REQUIREMENTS:
a – For each statement, answer yes or no according to the article on the D.C. Circuit's Second Amendment ruling, and quote the words that settle it: (i) The challenge to the District's handgun laws was brought by six residents of the District of Columbia. (ii) The District's laws allow retired D.C. police officers to own handguns. (iii) The ruling was issued by the United States Supreme Court.
b – Pick up the article on the D.C. Circuit's Second Amendment ruling after its final sentence and keep writing.

-- START QUOTED PASSAGE --

Major Second Amendment decision
Steven M. Warshawsky
The United States Court of Appeals for the District of Columbia Circuit (commonly referred to as the "D.C. Circuit") today (Friday, March 9) issued a very important Second Amendment decision broadly upholding the right of individuals to possess and use firearms, in particular handguns, for self-defense in the home.

The case involved a challenge, brought by six residents of the District of Columbia, to the District's handgun laws. These laws largely ban the private ownership of handguns in D.C. Even where such ownership is permitted (e.g., by retired D.C. police officers), the laws impose onerous restrictions on the use of such handguns, including a requirement that all firearms be kept unloaded and unassembled or bound by a trigger lock or similar device. (See Decision at 4.) The plaintiffs wanted to possess "functional firearms" in their homes for purposes of self-defense. The D.C. guns laws, obviously, frustrated these perfectly reasonable aims.

-- END QUOTED PASSAGE --
-- START DATA ENTRIES --

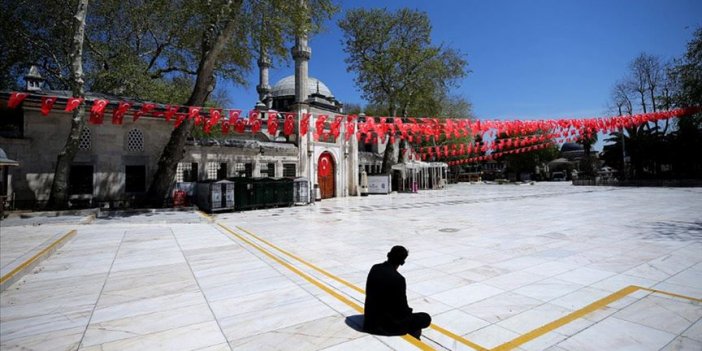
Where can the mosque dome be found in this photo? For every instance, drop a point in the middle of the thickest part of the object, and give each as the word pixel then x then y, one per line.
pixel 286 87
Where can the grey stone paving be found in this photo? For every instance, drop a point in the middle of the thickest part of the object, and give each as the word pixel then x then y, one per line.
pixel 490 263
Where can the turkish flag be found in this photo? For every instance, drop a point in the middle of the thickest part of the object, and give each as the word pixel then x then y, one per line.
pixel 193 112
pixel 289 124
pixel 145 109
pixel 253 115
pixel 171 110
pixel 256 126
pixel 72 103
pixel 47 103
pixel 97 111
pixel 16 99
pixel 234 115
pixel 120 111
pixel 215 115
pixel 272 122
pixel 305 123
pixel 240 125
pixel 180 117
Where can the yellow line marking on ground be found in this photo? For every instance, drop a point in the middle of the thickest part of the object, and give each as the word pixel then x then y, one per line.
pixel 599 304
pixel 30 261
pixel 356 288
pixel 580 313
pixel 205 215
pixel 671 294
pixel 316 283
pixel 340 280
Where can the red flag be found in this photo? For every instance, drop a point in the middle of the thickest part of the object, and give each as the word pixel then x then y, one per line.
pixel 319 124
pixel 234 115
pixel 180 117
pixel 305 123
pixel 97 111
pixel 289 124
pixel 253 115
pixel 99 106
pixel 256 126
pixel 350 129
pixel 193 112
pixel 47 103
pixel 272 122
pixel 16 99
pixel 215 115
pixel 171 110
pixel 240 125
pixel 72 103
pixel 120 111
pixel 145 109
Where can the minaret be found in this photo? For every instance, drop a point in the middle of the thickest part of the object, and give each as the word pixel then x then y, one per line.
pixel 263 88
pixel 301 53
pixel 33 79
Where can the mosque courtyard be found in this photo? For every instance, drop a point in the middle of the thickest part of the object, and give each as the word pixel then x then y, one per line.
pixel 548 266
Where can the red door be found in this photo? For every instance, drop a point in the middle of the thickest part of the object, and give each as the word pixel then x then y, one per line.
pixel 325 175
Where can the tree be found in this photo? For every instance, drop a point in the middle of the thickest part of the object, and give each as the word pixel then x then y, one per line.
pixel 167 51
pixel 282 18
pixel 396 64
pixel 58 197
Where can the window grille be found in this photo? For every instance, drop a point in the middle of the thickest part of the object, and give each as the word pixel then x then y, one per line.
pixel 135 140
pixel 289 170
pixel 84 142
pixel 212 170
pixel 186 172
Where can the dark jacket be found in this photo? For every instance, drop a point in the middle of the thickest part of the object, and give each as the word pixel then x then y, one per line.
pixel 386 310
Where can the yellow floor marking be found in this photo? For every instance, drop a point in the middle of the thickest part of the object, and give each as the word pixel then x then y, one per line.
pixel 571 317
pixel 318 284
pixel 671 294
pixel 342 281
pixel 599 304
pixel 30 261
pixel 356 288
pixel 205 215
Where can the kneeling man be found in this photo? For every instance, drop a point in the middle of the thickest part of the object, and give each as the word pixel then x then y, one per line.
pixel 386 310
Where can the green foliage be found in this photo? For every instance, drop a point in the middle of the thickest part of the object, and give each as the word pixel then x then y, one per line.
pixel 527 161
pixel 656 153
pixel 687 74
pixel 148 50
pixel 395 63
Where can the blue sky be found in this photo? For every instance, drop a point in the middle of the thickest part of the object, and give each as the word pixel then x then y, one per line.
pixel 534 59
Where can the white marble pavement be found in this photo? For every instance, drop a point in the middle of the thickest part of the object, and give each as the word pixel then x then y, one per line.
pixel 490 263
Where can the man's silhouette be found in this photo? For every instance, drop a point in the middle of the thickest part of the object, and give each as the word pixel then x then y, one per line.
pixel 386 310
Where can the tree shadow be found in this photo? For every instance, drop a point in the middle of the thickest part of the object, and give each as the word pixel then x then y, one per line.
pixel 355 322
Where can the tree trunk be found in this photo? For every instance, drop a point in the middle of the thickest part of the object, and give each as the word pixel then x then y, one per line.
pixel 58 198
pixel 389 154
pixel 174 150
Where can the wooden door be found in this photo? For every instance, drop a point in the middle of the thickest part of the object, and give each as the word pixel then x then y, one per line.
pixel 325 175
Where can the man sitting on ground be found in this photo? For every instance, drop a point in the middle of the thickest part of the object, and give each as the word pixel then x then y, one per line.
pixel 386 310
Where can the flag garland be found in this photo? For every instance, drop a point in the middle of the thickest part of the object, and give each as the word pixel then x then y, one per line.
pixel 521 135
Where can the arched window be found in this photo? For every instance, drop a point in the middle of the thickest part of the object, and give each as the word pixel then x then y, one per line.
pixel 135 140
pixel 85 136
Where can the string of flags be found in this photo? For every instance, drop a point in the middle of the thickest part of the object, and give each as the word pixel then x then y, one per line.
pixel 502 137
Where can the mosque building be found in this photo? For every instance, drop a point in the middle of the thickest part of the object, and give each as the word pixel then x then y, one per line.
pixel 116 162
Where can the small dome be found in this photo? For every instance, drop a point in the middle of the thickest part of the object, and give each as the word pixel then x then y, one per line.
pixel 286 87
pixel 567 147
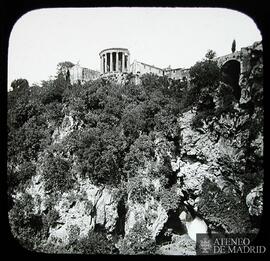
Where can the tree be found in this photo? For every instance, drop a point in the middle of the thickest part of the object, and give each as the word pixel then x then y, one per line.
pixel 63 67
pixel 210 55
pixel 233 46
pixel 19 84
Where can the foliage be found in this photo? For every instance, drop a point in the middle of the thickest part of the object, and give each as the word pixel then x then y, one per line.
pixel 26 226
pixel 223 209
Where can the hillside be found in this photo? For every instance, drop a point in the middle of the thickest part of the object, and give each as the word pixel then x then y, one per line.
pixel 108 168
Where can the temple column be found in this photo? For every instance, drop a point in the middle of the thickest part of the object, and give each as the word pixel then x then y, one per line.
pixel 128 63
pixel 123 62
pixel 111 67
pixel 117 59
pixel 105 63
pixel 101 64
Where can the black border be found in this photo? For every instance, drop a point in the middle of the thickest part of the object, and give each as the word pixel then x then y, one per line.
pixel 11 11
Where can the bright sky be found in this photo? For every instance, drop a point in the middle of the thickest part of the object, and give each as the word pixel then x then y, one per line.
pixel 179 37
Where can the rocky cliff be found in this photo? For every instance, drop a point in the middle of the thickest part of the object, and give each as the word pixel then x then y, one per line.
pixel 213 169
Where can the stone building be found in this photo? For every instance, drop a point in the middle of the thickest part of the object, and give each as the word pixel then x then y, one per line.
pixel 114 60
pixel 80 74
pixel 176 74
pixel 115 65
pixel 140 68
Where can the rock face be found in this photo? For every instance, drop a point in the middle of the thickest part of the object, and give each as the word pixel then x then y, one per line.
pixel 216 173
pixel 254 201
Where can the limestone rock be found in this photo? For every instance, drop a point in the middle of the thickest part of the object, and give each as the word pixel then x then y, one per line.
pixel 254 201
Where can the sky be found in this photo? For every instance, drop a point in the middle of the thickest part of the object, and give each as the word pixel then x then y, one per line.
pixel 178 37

-- END DATA ENTRIES --

THE ANSWERS:
a –
(i) Yes: "brought by six residents of the District of Columbia"
(ii) Yes: "Even where such ownership is permitted (e.g., by retired D.C. police officers)"
(iii) No: "The United States Court of Appeals for the District of Columbia Circuit (commonly referred to as the "D.C. Circuit") today (Friday, March 9) issued a very important Second Amendment decision"

b –
The case was heard by a three-judge panel, composed of Laurence Silberman (appointed by President Reagan in 1985), Thomas Griffith (appointed by President George W. Bush in 2005), and Karen LeCraft Henderson (appointed by President George H.W. Bush in 1990).

Judge Silberman and Judge Griffith concluded (in an opinion written by Judge Silberman, in classic originalist style) that the Second Amendment protects an individual right to "keep and bear arms" (as opposed to merely a collective right related to the maintenance of state militias); that handguns are among the types of "arms" protected by the Second Amendment; and that the District's handgun laws violate the Second Amendment insofar as they prohibit an individual from owning and using a handgun for self-defense in the home. Judge Henderson dissented from the decision.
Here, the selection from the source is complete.